*DESCRIPTION OF THE TASK*: Rewrite every line from the one containing "Could you mark the grassy" through the final line of the records, requests included. Multiply each answer coordinate by 2.5 and round to whole numbers, rounding halves up. Leave the requests and their sample points unchanged, and give only those lines.

*EXERCISE DATA*:
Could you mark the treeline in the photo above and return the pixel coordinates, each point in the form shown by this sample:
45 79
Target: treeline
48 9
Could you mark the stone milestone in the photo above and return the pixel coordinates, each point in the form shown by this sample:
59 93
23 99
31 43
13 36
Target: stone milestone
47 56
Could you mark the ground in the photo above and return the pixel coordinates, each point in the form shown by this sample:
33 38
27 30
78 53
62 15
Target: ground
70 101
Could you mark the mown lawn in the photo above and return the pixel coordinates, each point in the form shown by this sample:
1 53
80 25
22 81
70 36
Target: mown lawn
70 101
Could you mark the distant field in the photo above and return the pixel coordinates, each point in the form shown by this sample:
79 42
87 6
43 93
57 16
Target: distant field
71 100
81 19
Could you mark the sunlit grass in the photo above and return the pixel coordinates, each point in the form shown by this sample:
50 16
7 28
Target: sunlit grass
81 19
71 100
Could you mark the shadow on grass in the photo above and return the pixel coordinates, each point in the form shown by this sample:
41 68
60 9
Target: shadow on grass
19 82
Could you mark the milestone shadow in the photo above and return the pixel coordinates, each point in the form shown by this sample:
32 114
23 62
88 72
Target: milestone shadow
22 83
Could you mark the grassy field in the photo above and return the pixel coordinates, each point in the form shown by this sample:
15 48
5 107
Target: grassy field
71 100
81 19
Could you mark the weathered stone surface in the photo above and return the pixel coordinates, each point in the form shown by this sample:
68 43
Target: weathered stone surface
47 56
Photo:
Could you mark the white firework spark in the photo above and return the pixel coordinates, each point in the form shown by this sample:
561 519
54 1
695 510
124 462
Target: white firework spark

*EXERCISE ANSWER*:
Could you mark the grassy field in the photo above and return the pixel coordinates, each point in the form shown by this sample:
15 48
5 107
Target: grassy field
178 250
203 48
Could you mark the weathered stone surface in the photo above and return the pixel coordinates, each point in the form shown by this sample:
68 43
Target: weathered stone surface
118 140
Photo:
Could you mark the white firework spark in the photo above and return the pixel coordinates, each point in the form shown by this sample:
561 519
54 1
695 510
124 462
Target: white firework spark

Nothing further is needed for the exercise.